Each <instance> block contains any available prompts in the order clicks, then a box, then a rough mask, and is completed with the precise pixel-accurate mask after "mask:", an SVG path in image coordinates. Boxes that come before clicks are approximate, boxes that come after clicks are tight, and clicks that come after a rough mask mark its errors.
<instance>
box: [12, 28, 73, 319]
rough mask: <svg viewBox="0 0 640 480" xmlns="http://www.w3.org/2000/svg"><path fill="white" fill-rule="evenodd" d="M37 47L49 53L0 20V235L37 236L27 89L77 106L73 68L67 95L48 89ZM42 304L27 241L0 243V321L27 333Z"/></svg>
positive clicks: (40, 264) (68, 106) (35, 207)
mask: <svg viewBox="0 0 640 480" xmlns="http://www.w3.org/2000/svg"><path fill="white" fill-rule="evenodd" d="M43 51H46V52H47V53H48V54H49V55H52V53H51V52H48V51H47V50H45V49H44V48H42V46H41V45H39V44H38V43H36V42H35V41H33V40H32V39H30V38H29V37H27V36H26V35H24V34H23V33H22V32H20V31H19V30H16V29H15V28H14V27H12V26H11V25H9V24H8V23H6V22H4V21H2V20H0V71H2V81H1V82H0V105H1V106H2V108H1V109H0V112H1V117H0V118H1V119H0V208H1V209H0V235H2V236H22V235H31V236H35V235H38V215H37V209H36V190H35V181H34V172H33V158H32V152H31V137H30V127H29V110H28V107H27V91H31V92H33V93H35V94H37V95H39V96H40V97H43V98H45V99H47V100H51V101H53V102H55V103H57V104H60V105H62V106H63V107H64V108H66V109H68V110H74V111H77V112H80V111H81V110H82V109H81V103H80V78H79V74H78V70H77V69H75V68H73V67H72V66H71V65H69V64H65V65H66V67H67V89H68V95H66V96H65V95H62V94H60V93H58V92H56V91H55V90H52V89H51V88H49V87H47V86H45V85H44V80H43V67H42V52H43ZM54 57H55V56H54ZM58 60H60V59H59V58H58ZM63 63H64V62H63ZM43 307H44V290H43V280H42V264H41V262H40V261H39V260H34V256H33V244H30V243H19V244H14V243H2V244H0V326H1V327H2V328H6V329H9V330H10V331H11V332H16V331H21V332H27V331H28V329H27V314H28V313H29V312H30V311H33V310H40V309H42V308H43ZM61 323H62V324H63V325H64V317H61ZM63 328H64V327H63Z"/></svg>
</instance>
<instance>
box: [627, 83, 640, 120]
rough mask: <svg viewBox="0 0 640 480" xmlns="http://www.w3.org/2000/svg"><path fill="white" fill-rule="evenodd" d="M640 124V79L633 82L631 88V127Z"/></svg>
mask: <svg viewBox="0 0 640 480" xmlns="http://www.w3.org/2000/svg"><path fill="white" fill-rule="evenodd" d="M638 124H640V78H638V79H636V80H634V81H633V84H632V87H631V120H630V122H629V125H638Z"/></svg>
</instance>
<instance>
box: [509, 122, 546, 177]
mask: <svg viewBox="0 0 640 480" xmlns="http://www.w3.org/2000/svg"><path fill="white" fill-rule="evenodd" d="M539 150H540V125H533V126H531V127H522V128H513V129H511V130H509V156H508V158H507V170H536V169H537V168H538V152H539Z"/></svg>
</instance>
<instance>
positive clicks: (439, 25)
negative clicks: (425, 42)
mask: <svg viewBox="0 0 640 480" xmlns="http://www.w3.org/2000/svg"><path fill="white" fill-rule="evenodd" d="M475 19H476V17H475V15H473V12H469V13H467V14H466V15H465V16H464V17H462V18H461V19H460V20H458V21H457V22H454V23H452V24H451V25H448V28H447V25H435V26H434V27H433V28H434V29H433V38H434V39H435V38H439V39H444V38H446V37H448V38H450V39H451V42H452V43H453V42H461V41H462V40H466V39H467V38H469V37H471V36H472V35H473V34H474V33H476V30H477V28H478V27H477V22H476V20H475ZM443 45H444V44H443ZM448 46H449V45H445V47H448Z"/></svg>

***

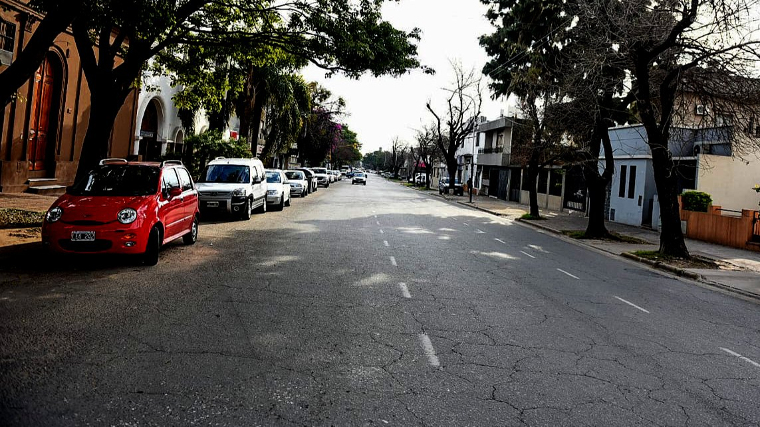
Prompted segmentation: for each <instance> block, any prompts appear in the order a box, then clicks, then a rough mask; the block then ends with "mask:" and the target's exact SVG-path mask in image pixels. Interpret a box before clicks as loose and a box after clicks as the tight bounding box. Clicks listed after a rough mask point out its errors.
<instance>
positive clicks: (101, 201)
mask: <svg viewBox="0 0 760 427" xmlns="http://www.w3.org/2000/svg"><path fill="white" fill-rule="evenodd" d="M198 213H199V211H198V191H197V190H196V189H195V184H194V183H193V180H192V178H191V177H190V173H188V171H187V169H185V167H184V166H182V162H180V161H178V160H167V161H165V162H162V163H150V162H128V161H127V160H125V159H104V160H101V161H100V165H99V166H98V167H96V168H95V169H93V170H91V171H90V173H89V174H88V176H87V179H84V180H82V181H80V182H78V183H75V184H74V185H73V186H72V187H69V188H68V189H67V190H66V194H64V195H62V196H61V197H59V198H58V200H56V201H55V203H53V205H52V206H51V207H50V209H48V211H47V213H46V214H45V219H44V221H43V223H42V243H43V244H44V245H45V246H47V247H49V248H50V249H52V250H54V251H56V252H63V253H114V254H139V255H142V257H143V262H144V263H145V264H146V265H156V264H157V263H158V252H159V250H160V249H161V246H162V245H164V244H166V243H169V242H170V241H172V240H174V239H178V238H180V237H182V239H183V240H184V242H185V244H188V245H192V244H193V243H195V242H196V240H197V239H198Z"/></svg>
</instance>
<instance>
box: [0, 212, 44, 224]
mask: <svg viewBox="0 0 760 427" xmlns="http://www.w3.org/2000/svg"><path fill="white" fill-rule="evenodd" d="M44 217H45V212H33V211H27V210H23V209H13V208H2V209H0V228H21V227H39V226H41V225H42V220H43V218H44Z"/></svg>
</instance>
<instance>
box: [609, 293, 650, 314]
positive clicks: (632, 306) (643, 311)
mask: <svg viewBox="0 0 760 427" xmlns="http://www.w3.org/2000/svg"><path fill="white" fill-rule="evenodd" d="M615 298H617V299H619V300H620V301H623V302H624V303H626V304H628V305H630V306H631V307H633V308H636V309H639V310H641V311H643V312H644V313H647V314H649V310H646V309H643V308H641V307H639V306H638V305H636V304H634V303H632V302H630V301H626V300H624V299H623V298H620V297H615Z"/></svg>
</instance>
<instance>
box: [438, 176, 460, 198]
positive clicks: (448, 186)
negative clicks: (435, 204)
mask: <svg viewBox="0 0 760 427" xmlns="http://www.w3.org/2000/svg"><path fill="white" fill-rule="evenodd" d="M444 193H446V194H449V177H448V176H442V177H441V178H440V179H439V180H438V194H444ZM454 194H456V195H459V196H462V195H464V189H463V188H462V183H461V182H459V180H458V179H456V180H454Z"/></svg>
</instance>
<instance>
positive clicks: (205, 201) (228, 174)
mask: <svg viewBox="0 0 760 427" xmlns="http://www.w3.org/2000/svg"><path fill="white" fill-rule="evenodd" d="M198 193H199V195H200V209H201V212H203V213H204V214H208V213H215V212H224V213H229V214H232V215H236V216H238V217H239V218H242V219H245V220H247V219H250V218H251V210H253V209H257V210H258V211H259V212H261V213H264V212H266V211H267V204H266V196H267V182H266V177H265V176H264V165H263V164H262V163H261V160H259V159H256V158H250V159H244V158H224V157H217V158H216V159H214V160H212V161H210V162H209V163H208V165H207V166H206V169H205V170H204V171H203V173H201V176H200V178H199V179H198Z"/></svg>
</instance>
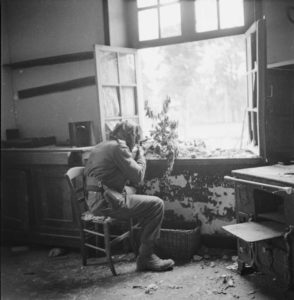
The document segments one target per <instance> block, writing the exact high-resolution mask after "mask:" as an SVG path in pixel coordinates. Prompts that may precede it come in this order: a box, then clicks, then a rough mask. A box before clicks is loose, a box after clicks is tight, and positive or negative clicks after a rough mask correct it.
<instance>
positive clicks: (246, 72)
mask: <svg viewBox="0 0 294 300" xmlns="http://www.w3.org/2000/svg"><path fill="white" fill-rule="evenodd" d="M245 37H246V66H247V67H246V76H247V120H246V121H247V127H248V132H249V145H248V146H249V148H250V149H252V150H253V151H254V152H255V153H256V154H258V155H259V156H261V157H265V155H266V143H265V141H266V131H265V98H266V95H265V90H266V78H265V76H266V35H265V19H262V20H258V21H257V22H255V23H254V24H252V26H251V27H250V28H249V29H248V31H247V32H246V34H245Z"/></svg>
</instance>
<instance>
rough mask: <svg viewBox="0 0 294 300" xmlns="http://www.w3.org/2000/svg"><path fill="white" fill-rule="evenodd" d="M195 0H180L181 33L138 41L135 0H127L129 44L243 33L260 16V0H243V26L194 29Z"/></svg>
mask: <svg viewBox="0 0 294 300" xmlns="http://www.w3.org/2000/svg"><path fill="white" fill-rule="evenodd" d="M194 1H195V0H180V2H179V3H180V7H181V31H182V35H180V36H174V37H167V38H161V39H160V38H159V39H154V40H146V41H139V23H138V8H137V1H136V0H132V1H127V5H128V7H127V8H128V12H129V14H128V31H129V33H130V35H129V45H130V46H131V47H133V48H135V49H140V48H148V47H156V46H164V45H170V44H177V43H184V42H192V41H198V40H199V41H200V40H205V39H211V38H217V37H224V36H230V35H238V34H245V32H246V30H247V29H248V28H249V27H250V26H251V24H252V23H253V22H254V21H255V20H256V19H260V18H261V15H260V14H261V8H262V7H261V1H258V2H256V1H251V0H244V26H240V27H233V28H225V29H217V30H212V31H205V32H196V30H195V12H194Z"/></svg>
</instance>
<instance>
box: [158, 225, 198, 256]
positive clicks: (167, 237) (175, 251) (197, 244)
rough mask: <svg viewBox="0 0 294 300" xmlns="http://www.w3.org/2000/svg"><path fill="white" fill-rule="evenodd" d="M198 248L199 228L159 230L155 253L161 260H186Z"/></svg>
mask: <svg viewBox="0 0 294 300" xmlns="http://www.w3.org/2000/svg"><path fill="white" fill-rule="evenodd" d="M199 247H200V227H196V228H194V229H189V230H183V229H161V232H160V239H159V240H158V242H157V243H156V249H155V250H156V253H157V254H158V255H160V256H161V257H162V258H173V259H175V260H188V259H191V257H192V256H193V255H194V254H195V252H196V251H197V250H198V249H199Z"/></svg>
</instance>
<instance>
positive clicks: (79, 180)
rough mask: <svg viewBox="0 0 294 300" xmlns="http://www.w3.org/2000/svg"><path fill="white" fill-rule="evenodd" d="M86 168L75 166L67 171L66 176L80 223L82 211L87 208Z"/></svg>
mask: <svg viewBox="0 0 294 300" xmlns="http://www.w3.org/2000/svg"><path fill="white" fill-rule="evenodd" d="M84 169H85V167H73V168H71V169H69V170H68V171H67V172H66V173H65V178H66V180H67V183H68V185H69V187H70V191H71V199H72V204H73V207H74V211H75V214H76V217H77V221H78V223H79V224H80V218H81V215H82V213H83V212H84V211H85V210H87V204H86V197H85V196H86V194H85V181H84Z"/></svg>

***

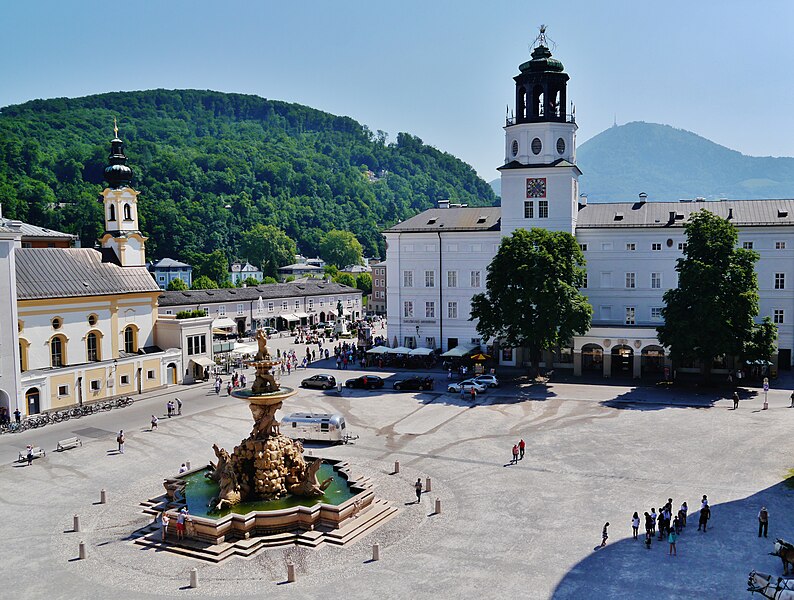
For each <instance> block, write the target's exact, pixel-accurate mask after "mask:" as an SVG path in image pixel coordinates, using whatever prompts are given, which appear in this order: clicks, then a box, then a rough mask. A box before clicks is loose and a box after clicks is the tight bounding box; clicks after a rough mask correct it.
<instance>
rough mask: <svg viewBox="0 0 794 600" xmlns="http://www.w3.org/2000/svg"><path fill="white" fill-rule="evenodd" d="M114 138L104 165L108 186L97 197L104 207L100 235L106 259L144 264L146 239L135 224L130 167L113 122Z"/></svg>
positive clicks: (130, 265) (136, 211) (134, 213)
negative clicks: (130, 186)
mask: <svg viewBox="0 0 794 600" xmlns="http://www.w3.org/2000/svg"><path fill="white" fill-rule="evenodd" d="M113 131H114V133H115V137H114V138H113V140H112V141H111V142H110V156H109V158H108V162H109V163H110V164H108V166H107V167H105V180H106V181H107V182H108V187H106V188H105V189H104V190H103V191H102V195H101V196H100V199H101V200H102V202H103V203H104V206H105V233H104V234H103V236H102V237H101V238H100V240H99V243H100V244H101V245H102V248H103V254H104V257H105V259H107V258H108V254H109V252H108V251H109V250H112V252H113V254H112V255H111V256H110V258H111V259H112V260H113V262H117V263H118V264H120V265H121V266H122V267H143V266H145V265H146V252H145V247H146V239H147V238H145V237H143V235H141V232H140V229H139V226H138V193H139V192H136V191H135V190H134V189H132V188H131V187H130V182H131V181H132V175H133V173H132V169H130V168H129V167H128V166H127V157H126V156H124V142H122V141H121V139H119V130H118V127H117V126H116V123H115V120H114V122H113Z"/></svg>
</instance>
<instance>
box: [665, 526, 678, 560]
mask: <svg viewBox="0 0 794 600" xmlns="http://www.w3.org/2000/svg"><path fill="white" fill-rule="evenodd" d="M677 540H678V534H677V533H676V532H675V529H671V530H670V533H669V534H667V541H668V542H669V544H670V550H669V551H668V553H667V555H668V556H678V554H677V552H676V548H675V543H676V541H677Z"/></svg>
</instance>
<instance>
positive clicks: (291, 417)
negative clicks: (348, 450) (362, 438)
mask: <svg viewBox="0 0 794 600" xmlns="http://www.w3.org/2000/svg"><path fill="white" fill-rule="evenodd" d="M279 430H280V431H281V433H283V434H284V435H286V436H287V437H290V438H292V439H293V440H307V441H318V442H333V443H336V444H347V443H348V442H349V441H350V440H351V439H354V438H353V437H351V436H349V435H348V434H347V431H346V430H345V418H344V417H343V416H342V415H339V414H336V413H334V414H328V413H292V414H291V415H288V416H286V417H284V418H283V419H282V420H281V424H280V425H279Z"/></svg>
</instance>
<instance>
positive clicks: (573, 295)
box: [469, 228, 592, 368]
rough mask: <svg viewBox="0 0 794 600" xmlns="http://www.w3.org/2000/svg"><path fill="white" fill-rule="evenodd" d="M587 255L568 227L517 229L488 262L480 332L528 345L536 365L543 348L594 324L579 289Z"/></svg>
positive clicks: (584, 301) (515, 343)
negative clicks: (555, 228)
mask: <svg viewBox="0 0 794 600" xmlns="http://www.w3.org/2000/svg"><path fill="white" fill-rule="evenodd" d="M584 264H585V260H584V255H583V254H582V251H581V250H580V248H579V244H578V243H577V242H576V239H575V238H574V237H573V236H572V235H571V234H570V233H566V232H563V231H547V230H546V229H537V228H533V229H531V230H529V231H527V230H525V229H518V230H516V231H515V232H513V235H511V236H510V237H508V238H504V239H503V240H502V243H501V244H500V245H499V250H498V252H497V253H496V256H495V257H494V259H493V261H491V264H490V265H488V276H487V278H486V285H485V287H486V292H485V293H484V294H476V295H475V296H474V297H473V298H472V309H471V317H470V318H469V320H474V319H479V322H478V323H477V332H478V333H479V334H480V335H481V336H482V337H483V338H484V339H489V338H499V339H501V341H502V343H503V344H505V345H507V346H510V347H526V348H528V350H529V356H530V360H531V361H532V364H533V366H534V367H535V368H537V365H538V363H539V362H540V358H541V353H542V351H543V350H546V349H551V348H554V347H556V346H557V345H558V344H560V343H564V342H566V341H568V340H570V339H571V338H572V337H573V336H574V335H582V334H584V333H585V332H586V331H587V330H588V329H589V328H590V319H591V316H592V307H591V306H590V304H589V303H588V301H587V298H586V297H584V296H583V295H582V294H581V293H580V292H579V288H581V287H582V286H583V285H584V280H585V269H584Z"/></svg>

***

PROBLEM REQUIREMENTS: Can you rewrite only the rows from the line with "Each <instance> block contains" to the line with "positive clicks: (40, 264)", renaming "rough mask" to "coarse mask" and leaving everything else unchanged?

TASK RESPONSE:
Each <instance> block contains any available prompts in the order clicks, then a box, then a coarse mask, and is completed with the precise pixel-accurate mask after "mask:", an SVG path in image coordinates. Boxes that come before clicks are approximate, boxes that come after clicks are tight, and clicks that come after a coarse mask mark its errors.
<instance>
box: [12, 28, 73, 319]
coarse mask: <svg viewBox="0 0 640 480" xmlns="http://www.w3.org/2000/svg"><path fill="white" fill-rule="evenodd" d="M37 47L49 53L0 20V235L37 236L27 89L77 106L73 68L67 95L48 89ZM42 304L27 241L0 243V321L27 333Z"/></svg>
positive clicks: (40, 264) (68, 106) (35, 207)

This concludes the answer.